=== Dataset extract ===
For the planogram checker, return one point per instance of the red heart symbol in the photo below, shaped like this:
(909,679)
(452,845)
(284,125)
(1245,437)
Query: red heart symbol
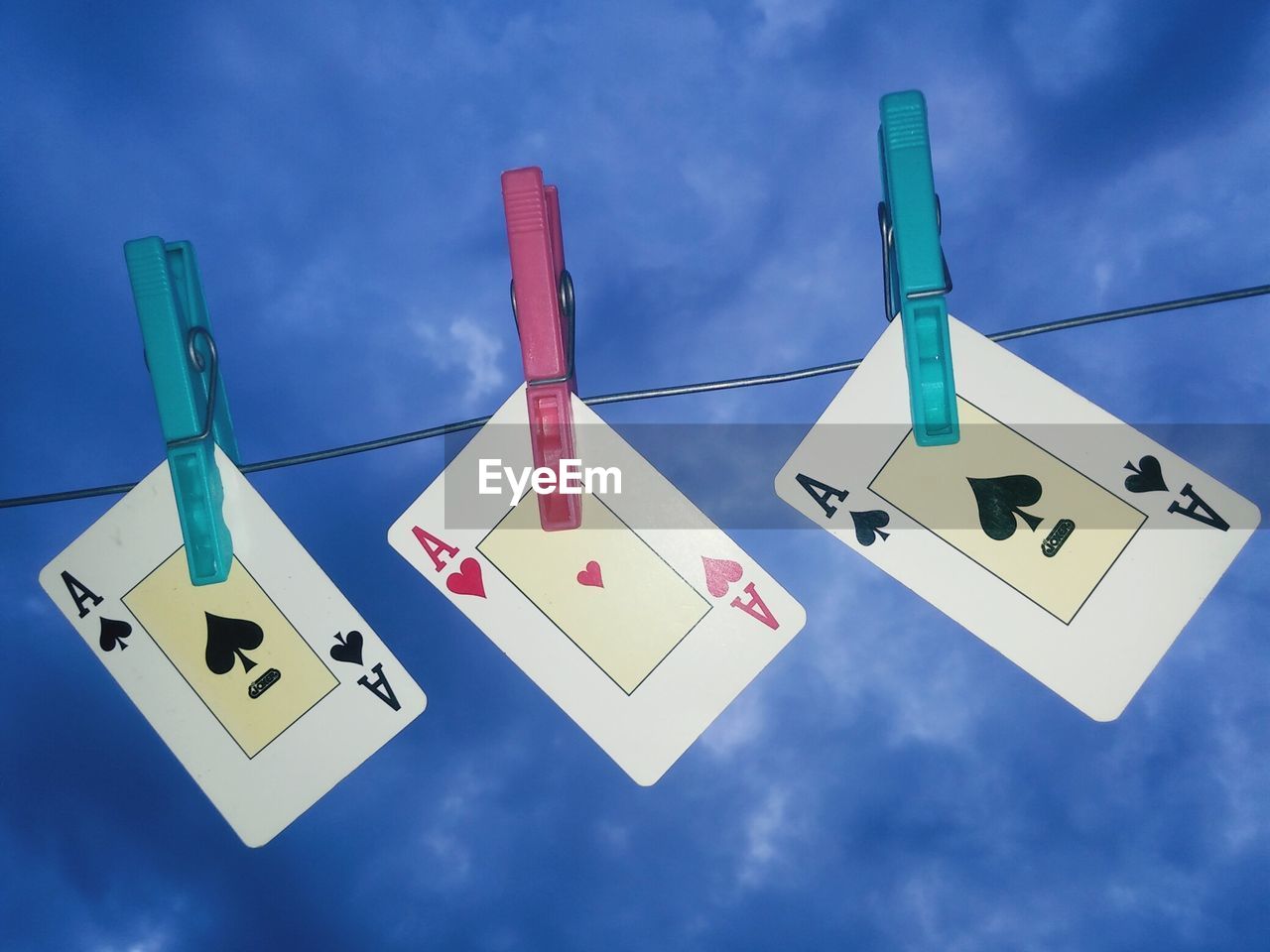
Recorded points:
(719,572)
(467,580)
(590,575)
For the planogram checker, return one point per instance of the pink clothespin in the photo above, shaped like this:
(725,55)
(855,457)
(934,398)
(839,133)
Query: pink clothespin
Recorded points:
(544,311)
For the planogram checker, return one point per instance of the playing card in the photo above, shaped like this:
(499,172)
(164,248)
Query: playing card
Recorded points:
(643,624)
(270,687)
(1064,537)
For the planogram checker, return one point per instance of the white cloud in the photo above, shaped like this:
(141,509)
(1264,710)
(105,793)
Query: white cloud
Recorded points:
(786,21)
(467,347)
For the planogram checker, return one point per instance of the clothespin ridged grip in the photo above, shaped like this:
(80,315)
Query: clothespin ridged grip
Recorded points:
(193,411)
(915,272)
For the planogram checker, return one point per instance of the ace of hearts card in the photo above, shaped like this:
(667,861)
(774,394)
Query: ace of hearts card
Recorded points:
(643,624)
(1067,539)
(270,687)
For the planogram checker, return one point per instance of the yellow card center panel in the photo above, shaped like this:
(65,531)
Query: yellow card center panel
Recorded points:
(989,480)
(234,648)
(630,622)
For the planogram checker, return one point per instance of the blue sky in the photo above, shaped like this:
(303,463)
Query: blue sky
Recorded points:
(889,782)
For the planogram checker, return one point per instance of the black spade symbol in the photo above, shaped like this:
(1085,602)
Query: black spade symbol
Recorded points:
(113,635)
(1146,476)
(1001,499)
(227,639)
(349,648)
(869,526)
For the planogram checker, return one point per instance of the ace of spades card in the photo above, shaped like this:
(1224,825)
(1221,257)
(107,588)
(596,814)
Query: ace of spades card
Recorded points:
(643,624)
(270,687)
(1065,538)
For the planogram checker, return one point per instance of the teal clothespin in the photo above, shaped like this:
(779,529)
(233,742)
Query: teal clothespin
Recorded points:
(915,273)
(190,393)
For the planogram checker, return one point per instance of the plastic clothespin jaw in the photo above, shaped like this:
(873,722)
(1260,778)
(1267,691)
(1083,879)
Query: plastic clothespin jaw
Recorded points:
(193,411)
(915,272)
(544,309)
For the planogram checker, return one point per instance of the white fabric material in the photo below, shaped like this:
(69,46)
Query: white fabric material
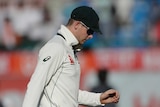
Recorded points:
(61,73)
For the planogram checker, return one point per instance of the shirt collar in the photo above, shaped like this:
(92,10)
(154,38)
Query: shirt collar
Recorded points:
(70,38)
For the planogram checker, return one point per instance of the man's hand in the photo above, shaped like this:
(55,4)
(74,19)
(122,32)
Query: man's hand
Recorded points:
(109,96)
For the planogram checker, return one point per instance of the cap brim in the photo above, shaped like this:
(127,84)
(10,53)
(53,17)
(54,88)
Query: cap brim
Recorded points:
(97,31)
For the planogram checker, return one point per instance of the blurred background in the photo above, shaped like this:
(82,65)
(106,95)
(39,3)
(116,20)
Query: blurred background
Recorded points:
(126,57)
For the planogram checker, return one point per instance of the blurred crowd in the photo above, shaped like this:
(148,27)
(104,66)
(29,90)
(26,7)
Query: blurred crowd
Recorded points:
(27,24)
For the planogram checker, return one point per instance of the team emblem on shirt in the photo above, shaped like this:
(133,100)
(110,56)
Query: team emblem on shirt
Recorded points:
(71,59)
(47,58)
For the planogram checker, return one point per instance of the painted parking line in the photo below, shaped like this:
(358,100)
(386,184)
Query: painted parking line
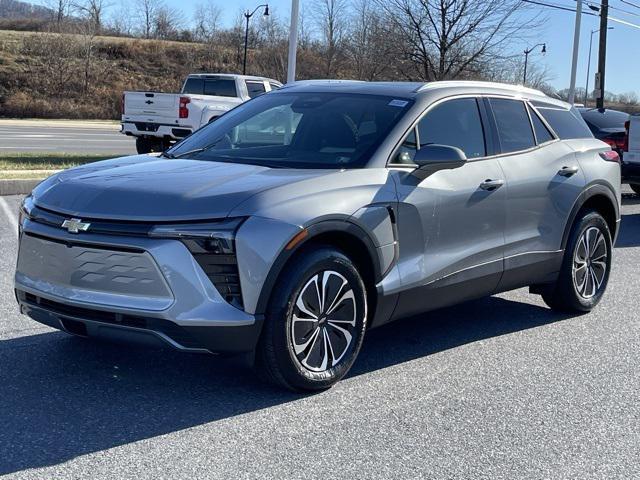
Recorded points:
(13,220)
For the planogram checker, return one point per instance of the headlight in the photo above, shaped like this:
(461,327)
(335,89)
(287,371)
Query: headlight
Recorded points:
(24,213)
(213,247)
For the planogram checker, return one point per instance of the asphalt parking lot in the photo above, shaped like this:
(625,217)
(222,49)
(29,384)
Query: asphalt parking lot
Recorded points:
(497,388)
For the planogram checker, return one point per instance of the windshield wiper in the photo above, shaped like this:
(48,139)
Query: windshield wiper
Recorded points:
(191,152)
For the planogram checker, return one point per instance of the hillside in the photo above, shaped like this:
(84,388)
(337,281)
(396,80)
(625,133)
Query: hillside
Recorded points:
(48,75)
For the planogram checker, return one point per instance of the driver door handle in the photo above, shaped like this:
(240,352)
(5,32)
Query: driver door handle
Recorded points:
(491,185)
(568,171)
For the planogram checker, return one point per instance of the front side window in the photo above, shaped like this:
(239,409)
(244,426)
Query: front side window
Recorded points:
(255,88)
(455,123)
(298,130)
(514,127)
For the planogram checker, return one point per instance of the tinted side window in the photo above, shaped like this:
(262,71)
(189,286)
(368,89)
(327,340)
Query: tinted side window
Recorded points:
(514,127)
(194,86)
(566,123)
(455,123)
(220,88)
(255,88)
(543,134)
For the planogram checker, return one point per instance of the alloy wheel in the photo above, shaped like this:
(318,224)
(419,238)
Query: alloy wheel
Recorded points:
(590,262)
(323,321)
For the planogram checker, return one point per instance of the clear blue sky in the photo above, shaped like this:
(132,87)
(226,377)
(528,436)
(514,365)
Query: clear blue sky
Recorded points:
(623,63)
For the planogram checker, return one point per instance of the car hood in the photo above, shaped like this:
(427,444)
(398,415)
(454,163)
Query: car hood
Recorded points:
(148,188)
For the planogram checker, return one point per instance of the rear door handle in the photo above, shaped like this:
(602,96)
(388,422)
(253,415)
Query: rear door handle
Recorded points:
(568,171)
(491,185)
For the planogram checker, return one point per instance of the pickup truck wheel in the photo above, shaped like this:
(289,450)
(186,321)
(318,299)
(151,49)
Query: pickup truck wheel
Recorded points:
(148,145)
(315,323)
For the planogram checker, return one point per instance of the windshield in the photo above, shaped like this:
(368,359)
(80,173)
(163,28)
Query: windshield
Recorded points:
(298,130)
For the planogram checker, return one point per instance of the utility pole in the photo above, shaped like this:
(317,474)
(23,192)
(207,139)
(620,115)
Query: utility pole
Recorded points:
===
■ Request
Turn every line of the material above into a Markdown table with two columns, Row and Text, numbering each row and skipping blank lines. Leave the pictures out of the table.

■ Solution for this task
| Row | Text |
|---|---|
| 1 | For the planogram checker, return one point per instance of the red heart symbol in the photo below, shaped like this: |
| 2 | (909,679) |
| 3 | (452,845) |
| 4 | (284,125) |
| 5 | (1245,437) |
| 6 | Query: red heart symbol |
| 7 | Recorded points: |
| 8 | (719,572) |
| 9 | (467,580) |
| 10 | (590,575) |
| 11 | For the planogram checker, return one point per instance of the pink clothespin in the photo above, shaped like this: |
| 12 | (725,55) |
| 13 | (855,457) |
| 14 | (934,398) |
| 15 | (839,133) |
| 16 | Query: pink clothespin |
| 17 | Recorded points: |
| 18 | (544,311) |
| 19 | For the planogram checker, return one point per instance of the playing card in the photo above, shaped like this: |
| 20 | (499,172) |
| 21 | (164,248) |
| 22 | Query: playing card |
| 23 | Recorded points: |
| 24 | (643,624) |
| 25 | (270,687) |
| 26 | (1064,537) |
| 27 | For the planogram checker, return one point per instance of the white cloud in the photo above, shaped like this: |
| 28 | (141,509) |
| 29 | (1264,710) |
| 30 | (105,793) |
| 31 | Query: white cloud |
| 32 | Recorded points: |
| 33 | (786,21) |
| 34 | (467,347) |
| 35 | For the planogram checker, return one point per instance of the clothespin ridged grip in the photo above, shaped like this: |
| 36 | (80,315) |
| 37 | Query: clothespin ridged grip |
| 38 | Recorded points: |
| 39 | (193,411) |
| 40 | (915,272) |
| 41 | For the planogram checker, return one point per instance of the ace of hearts card in the photo above, shaped like this: |
| 42 | (667,861) |
| 43 | (774,394) |
| 44 | Query: ace of hearts card |
| 45 | Recorded points: |
| 46 | (643,624) |
| 47 | (1067,539) |
| 48 | (270,687) |
| 49 | For the planogram checker, return one point per instance of the yellow card center panel in the photo above, shaped like this: |
| 50 | (65,531) |
| 51 | Query: yellow card center panel |
| 52 | Recorded points: |
| 53 | (989,480) |
| 54 | (234,648) |
| 55 | (630,622) |
| 56 | For the planogram checker, return one point per instance of the blue sky in the photo above, shaped like this: |
| 57 | (303,463) |
| 58 | Query: blue sky |
| 59 | Recorded points: |
| 60 | (889,782) |
| 61 | For the planogram checker, return one point per instance of the black spade symbol in the photo above, shaped like this: |
| 62 | (1085,602) |
| 63 | Query: black spade symbol |
| 64 | Recorded points: |
| 65 | (113,635) |
| 66 | (1146,476) |
| 67 | (1001,499) |
| 68 | (227,639) |
| 69 | (349,648) |
| 70 | (869,526) |
| 71 | For the planogram checker, return one point per instance of the ace of spades card in the photo above, shaped like this: |
| 72 | (1224,825) |
| 73 | (1221,257) |
| 74 | (107,588) |
| 75 | (596,814) |
| 76 | Query: ace of spades card |
| 77 | Recorded points: |
| 78 | (643,624) |
| 79 | (270,687) |
| 80 | (1065,538) |
| 81 | For the planogram checker, return one point per instance of the teal clothespin in the photo above, shaped like this: |
| 82 | (779,529) |
| 83 | (233,742) |
| 84 | Query: teal clothespin |
| 85 | Recorded points: |
| 86 | (915,273) |
| 87 | (190,393) |
| 88 | For the planogram checker, return one point per instance of the plastic clothespin jaw in the photo above, shaped like this: |
| 89 | (873,722) |
| 90 | (1260,778) |
| 91 | (1267,691) |
| 92 | (1083,879) |
| 93 | Query: plastic clothespin jaw |
| 94 | Recorded points: |
| 95 | (193,411) |
| 96 | (915,272) |
| 97 | (544,309) |
| 98 | For the planogram checker, return one point per instance of the white fabric material in the photo below, shaped like this: |
| 99 | (69,46) |
| 100 | Query: white fabric material |
| 101 | Recorded points: |
| 102 | (61,73) |
| 103 | For the planogram checker, return one point per instance of the shirt collar in the photo above, shaped like this: |
| 104 | (92,10) |
| 105 | (154,38) |
| 106 | Query: shirt collar |
| 107 | Recorded points: |
| 108 | (70,38) |
| 109 | For the planogram checker, return one point per instance of the man's hand in the photo above, shaped like this: |
| 110 | (55,4) |
| 111 | (74,19) |
| 112 | (122,32) |
| 113 | Query: man's hand |
| 114 | Recorded points: |
| 115 | (109,96) |
| 116 | For the planogram checker, return one point per instance of the cap brim in the photo above, shaped like this: |
| 117 | (127,84) |
| 118 | (10,53) |
| 119 | (53,17) |
| 120 | (54,88) |
| 121 | Query: cap brim |
| 122 | Recorded points: |
| 123 | (97,31) |
| 124 | For the planogram checker, return one point per instance of the blurred background in the photo above, shaped like this: |
| 125 | (82,65) |
| 126 | (106,95) |
| 127 | (39,3) |
| 128 | (116,20) |
| 129 | Query: blurred background |
| 130 | Recorded points: |
| 131 | (126,57) |
| 132 | For the planogram checker, return one point per instance of the blurred crowd in the photo above, shaped like this: |
| 133 | (148,27) |
| 134 | (104,66) |
| 135 | (29,90) |
| 136 | (26,7) |
| 137 | Query: blurred crowd |
| 138 | Recorded points: |
| 139 | (27,24) |
| 140 | For the planogram checker, return one point per instance of the team emblem on shirt in the photo above, shaped like this: |
| 141 | (133,100) |
| 142 | (110,56) |
| 143 | Query: team emblem on shirt |
| 144 | Recorded points: |
| 145 | (71,59) |
| 146 | (47,58) |
| 147 | For the planogram checker, return one point per instance of the painted parking line in the photo below, shaped like this: |
| 148 | (358,100) |
| 149 | (386,184) |
| 150 | Query: painted parking line |
| 151 | Recorded points: |
| 152 | (13,220) |
| 153 | For the planogram checker, return one point per instance of the headlight in the photo above, shaped like this: |
| 154 | (461,327) |
| 155 | (335,89) |
| 156 | (287,371) |
| 157 | Query: headlight |
| 158 | Recorded points: |
| 159 | (24,213) |
| 160 | (213,247) |
| 161 | For the planogram checker, return one point per instance of the asphalt parking lot in the photo above, shaped like this: |
| 162 | (625,217) |
| 163 | (222,49) |
| 164 | (29,384) |
| 165 | Query: asphalt parking lot |
| 166 | Recorded points: |
| 167 | (497,388) |
| 168 | For the planogram checker, return one point per instance of the windshield wiper in the photo above, shaped like this: |
| 169 | (48,139) |
| 170 | Query: windshield wiper |
| 171 | Recorded points: |
| 172 | (191,152) |
| 173 | For the planogram checker, return one point per instance of the hillside in the photo above, shaped like this: |
| 174 | (84,388) |
| 175 | (337,281) |
| 176 | (396,80) |
| 177 | (625,133) |
| 178 | Query: hillside |
| 179 | Recorded points: |
| 180 | (48,75) |
| 181 | For the planogram checker, return one point per instance of the driver door handle in the photo above, shaped like this: |
| 182 | (240,352) |
| 183 | (5,32) |
| 184 | Query: driver door handle |
| 185 | Recorded points: |
| 186 | (491,185) |
| 187 | (568,171) |
| 188 | For the planogram checker, return one point per instance of the front side window in the photo above, shaped like this: |
| 189 | (239,409) |
| 190 | (244,426) |
| 191 | Query: front side window |
| 192 | Recorded points: |
| 193 | (255,88) |
| 194 | (455,123) |
| 195 | (298,130) |
| 196 | (514,127) |
| 197 | For the planogram checker, return one point per instance of the tinted side window in the photo above, shaped like this: |
| 198 | (262,71) |
| 199 | (189,286) |
| 200 | (368,89) |
| 201 | (327,340) |
| 202 | Query: tinted side window |
| 203 | Recorded points: |
| 204 | (514,127) |
| 205 | (194,86) |
| 206 | (566,123) |
| 207 | (455,123) |
| 208 | (220,88) |
| 209 | (255,88) |
| 210 | (543,134) |
| 211 | For the planogram checker, return one point per instance of the alloy wheel in the photo above, shaped like this: |
| 212 | (318,224) |
| 213 | (419,238) |
| 214 | Query: alloy wheel |
| 215 | Recorded points: |
| 216 | (590,262) |
| 217 | (323,321) |
| 218 | For the planogram checker, return one point per instance of the clear blue sky in the photo above, shaped like this: |
| 219 | (132,87) |
| 220 | (226,377) |
| 221 | (528,436) |
| 222 | (514,365) |
| 223 | Query: clear blue sky |
| 224 | Recorded points: |
| 225 | (623,63) |
| 226 | For the planogram checker, return one point per instance of the car hood in the photo above, shaped like this: |
| 227 | (427,444) |
| 228 | (398,415) |
| 229 | (454,163) |
| 230 | Query: car hood |
| 231 | Recorded points: |
| 232 | (148,188) |
| 233 | For the planogram checker, return one point per instance of the rear door handle in the photo above, shaped like this: |
| 234 | (602,96) |
| 235 | (388,422) |
| 236 | (253,415) |
| 237 | Query: rear door handle |
| 238 | Recorded points: |
| 239 | (568,171) |
| 240 | (491,185) |
| 241 | For the planogram checker, return one point per instance of the pickup truck wheel in the photo above, shaped like this: |
| 242 | (289,450) |
| 243 | (186,321) |
| 244 | (318,299) |
| 245 | (151,49) |
| 246 | Query: pickup truck wheel |
| 247 | Recorded points: |
| 248 | (148,145) |
| 249 | (315,323) |
| 250 | For the planogram checker, return one point per instance of the windshield in the photo above, shaped like this: |
| 251 | (368,359) |
| 252 | (80,173) |
| 253 | (163,28) |
| 254 | Query: windshield |
| 255 | Recorded points: |
| 256 | (298,130) |
| 257 | For the planogram checker, return one point per instance of the utility pole in the photo above, shaped like this: |
| 258 | (317,474) |
| 259 | (23,192) |
| 260 | (207,139) |
| 261 | (620,115) |
| 262 | Query: utility pole |
| 263 | Recorded points: |